Natural-language object grounding data:
#####

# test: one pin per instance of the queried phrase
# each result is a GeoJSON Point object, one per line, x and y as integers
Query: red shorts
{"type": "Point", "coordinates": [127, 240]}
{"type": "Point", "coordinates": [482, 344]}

#####

## The task
Every entry is to be retyped word for word.

## Task output
# test: one pin per instance of the queried phrase
# each result is a GeoJSON Point object, one per line, x and y as integers
Query: red shorts
{"type": "Point", "coordinates": [127, 240]}
{"type": "Point", "coordinates": [482, 344]}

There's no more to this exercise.